■ **SET TASK**: Rewrite the part of the text excerpt below that opens with "As was initially" and closes with "was not extended.", substituting "expired" for "terminated".

■ **TEXT EXCERPT**:
As was initially provided in the Interim Agreement, the Amended and Restated Make Whole Agreement terminated on December 18, 2017 and was not extended.

 

Although a number of the key terms in the above agreements had already been established at the time the Interim Agreement was entered into, the final agreements between Buyer and Seller were not executed, nor were the related Bills of Sale provided to the Buyer, until June 21, 2018. For administrative reasons, April 30, 2018 was established as the effective date of the transfer of the Fifth Tranche of Additional Sold Accounts to Partners, as of which date Partners accordingly began accruing the Preferred Return payable to the new investors, to be funded and paid to them as provided in the Fifth Amended MSA. The $2.5 million investment was raised from a number of investors from October 2017 through May 2018 and we had use of those funds as they were remitted by those investors, in exchange for our payment, directly to the investors, of an amount equivalent to the 20% per annum Preferred Return, from the date we had use of the funds through the April 30, 2018 effective date noted above. The funds from this transaction were utilized by us primarily to make repayments of certain debt, including short-term working capital advances, as well as to fund our operations and related accounts payable.

■ **AVAILABLE DATA**:

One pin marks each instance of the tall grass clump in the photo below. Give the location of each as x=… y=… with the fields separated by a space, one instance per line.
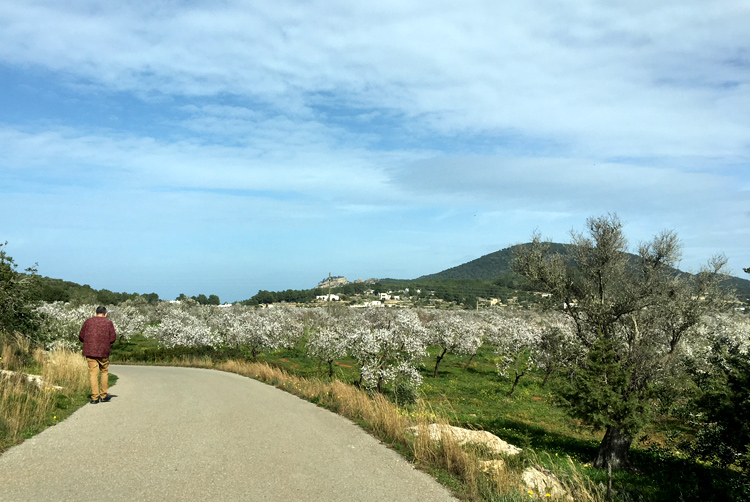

■ **THE SOLUTION**:
As was initially provided in the Interim Agreement, the Amended and Restated Make Whole Agreement expired on December 18, 2017 and was not extended.